PROBLEM REQUIREMENTS: Repeat each entry word for word. Leave any images out of the copy.

(Records from a data collection)
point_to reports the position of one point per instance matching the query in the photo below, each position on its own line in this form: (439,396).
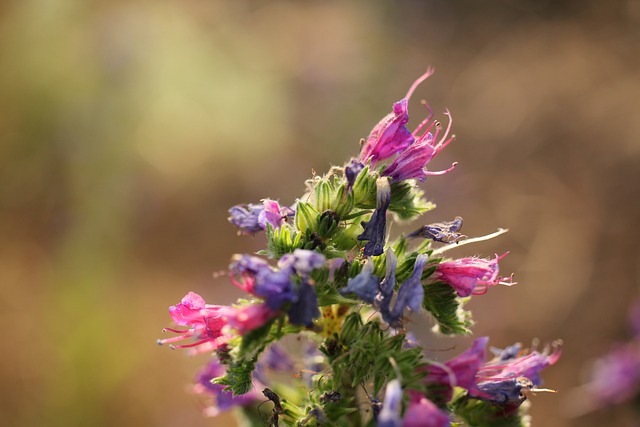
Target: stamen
(422,78)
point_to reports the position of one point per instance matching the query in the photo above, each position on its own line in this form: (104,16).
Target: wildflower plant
(333,277)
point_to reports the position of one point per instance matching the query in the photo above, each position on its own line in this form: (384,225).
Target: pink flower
(471,276)
(423,413)
(205,322)
(247,317)
(411,163)
(390,136)
(458,372)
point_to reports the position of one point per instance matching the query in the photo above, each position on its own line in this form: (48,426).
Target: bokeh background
(127,128)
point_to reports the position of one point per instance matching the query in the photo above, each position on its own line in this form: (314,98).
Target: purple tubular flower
(390,414)
(274,358)
(275,287)
(616,376)
(424,413)
(471,276)
(245,217)
(385,293)
(351,172)
(273,214)
(222,400)
(376,228)
(412,162)
(303,261)
(305,309)
(390,136)
(410,294)
(365,285)
(506,392)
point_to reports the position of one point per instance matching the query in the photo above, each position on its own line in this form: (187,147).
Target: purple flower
(390,414)
(411,163)
(244,269)
(305,309)
(390,136)
(423,413)
(505,381)
(616,376)
(471,275)
(458,372)
(385,293)
(252,217)
(365,284)
(410,294)
(273,214)
(221,400)
(443,232)
(303,261)
(375,229)
(275,358)
(351,172)
(507,392)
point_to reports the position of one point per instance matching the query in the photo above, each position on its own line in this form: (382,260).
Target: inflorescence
(332,276)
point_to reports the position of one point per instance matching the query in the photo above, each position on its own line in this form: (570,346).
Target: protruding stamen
(422,78)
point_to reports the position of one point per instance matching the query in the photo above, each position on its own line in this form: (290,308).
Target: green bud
(306,217)
(328,223)
(324,193)
(343,202)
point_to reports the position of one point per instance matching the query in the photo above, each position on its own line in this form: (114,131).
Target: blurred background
(127,129)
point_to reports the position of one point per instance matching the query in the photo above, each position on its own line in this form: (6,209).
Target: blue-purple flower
(410,294)
(365,285)
(375,229)
(390,414)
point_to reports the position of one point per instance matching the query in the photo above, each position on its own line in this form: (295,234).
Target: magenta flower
(205,322)
(253,217)
(246,318)
(390,136)
(616,376)
(375,230)
(220,400)
(506,379)
(471,276)
(423,413)
(458,372)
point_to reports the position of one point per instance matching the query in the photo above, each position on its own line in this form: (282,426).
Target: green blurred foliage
(127,128)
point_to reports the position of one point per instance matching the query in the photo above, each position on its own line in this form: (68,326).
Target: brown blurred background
(127,128)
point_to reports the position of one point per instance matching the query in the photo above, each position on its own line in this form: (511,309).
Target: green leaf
(444,304)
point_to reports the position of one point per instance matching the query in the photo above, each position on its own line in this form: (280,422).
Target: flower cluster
(332,276)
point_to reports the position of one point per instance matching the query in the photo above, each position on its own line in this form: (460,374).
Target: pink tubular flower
(411,163)
(471,276)
(458,372)
(248,317)
(205,323)
(423,413)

EXERCISE OUTPUT:
point_to reports the position of one point per instance matching the query in the photo below, each position on its own line in this form: (439,396).
Target: stamen
(422,78)
point_to reports the position of one point per instance matching the query in the photo above, each position on its own line in this form: (104,16).
Target: wildflower plant
(333,277)
point_to reports the position of one point per instance matching the query in the photo above, each position on its own line in this form: (384,225).
Target: pink flower
(471,276)
(423,413)
(205,322)
(247,317)
(411,163)
(390,136)
(458,372)
point_to reports the position of one point per instance matching the query in the photo above, each position on its own line in this form: (48,426).
Target: bokeh background
(127,128)
point_to reports the position of one point per instance matching the query in the photo above, each position on its own line in this form: (314,98).
Target: purple tubular flower
(390,414)
(274,358)
(275,287)
(616,376)
(424,413)
(471,276)
(245,217)
(385,293)
(351,172)
(273,214)
(222,400)
(376,228)
(412,162)
(303,261)
(305,309)
(390,136)
(410,294)
(365,285)
(506,392)
point_to reports the position of one point per instance matching the query in the photo above, each position on its own line in this form: (187,147).
Target: purple flower
(390,414)
(411,163)
(244,269)
(305,309)
(390,136)
(423,413)
(505,381)
(616,376)
(471,275)
(458,372)
(385,293)
(252,217)
(365,284)
(410,294)
(273,214)
(221,400)
(443,232)
(303,261)
(375,229)
(275,358)
(351,172)
(507,392)
point_to reports the position of one point per instance matching the query in the photo above, each position on its own line in this form: (382,260).
Target: inflorescence
(332,276)
point_to reports the position of one point per instance matching the query in the photo above, each position on its own line in this form: (570,346).
Target: protruding stamen
(422,78)
point_to reports the position of one point per instance matching the query in the photo above, each position on its own line in this form: (290,308).
Target: green bud
(306,217)
(328,223)
(324,193)
(343,202)
point_to reports the position of one point per instance matching the query in the photo above, each position on its own line in this form: (114,131).
Target: blurred background
(127,129)
point_to reports the position of one point per instance matching the query in the photo above, each position on its own line in this form: (6,209).
Target: blue-purple flower
(410,294)
(365,285)
(375,229)
(390,414)
point_to reports the position of one point per instance matching the query in the photo above, each position on its own line in this form: (295,234).
Target: magenta flower
(205,322)
(253,217)
(246,318)
(390,136)
(616,376)
(375,230)
(220,400)
(506,379)
(471,276)
(423,413)
(458,372)
point_to reports the position of one point per instance matching the query in the photo above, each position on its own line in this form: (282,426).
Target: green blurred foliage
(127,128)
point_to reports the position of one point per instance matching the query in the photo above, each position on its own line in this form: (68,326).
Target: brown blurred background
(127,128)
point_to reports the position of one point per instance matching the query in the photo above, each position on its own line in this form: (511,309).
Target: green leaf
(444,304)
point_to reports the position of one point per instance matching the query in the photo above, each position on its own line in this form: (280,422).
Target: flower cluster
(332,276)
point_to reports the position of one point per instance matching the query in the photo above, each position on its own line in this form: (460,374).
Target: pink tubular flower
(411,163)
(471,276)
(458,372)
(248,317)
(205,323)
(423,413)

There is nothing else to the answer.